▶ Aufgabenmaterial:
____

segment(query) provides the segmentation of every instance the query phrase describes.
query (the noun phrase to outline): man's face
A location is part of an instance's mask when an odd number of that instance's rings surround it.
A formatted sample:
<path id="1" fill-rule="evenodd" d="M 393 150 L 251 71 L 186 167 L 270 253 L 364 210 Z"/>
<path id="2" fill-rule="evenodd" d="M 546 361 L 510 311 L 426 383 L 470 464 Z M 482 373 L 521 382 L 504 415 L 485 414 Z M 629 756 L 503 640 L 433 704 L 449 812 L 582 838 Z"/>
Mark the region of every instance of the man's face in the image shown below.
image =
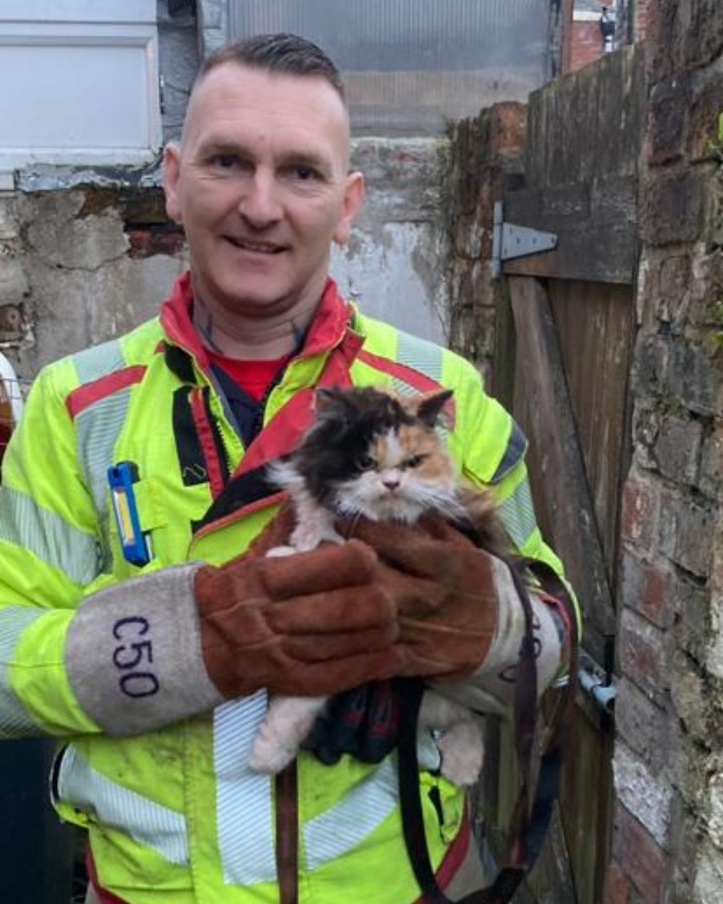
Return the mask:
<path id="1" fill-rule="evenodd" d="M 210 309 L 293 317 L 318 300 L 363 193 L 348 155 L 346 111 L 322 78 L 224 63 L 196 86 L 164 184 Z"/>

____

▶ Zu bearbeitende Aufgabe: Ändern Sie in den Zeilen aller Datensätze „mask“ überall in „segmentation“, und lassen Sie alles Übrige unverändert. Die Bilder sollen in der Antwort nicht erscheinen.

▶ Ergebnis der Übung:
segment(query) provides the segmentation of every instance the query phrase describes.
query (the noun phrase to outline): man's face
A location is part of an instance's segmentation when an odd number of that instance's rings surround it.
A formatted sample:
<path id="1" fill-rule="evenodd" d="M 393 150 L 251 71 L 186 167 L 270 253 L 364 210 Z"/>
<path id="2" fill-rule="evenodd" d="M 546 361 L 510 311 L 426 383 L 470 464 Z M 482 373 L 521 382 L 504 415 L 485 414 Z M 629 756 L 503 640 L 433 704 L 449 812 L 582 838 Z"/>
Mark the region of every instance of the man's face in the image shown below.
image =
Return the segmentation:
<path id="1" fill-rule="evenodd" d="M 210 309 L 293 317 L 318 300 L 363 193 L 348 155 L 346 111 L 322 78 L 224 63 L 196 86 L 164 184 Z"/>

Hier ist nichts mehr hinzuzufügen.